- _What is needed_
Please copy, word for word, the line that contains "like x=124, y=116." and every line after it through the end of the records, and nothing more.

** Opening Supplied material block **

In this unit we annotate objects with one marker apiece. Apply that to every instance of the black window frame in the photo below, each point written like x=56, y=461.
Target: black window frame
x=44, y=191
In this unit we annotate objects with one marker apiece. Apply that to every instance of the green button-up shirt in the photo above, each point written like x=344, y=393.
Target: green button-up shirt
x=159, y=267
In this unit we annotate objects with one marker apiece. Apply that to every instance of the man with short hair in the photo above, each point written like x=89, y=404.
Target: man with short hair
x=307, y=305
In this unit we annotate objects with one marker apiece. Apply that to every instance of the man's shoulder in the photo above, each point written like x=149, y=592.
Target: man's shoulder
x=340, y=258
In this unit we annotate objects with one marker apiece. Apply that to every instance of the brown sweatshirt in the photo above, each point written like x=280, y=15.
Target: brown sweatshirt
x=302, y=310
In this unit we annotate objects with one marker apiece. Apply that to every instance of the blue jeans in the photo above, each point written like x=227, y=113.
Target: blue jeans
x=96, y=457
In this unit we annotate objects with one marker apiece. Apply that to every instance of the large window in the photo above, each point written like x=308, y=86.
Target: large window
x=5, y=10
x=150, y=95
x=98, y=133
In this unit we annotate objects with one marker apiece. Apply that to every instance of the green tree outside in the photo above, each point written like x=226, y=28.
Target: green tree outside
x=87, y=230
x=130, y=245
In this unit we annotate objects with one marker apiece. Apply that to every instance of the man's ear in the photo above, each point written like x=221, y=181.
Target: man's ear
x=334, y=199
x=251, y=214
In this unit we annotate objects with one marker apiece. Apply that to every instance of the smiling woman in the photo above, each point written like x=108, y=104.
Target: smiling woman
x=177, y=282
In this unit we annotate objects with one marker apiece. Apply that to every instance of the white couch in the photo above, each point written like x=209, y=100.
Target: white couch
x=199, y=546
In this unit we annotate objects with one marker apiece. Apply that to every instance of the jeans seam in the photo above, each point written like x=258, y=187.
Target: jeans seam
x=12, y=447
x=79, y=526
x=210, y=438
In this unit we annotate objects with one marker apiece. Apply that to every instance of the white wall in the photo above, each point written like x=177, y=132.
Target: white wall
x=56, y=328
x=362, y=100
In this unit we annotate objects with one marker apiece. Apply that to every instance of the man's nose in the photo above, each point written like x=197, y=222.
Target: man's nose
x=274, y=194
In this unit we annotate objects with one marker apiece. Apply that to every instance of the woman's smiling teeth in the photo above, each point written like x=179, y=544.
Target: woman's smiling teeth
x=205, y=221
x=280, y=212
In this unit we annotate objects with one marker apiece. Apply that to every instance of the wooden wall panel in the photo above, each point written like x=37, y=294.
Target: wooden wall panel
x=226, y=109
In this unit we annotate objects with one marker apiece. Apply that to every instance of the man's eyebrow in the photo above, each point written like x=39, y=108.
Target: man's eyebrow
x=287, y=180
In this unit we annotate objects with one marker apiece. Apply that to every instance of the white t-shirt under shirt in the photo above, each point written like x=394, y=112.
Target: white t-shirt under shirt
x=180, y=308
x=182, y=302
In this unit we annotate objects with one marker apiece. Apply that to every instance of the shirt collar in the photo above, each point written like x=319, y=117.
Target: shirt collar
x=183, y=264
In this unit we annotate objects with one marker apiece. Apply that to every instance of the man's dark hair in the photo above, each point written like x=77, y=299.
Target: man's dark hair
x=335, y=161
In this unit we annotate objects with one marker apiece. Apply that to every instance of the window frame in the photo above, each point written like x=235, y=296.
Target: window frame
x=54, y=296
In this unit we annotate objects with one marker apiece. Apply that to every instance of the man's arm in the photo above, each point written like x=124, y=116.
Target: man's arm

** Closing Supplied material block **

- _Response to the exercise_
In this unit we annotate objects with one marker apiece. Apply that to every instance of the man's arm in the photo above, each point written like x=124, y=116.
Target: man's arm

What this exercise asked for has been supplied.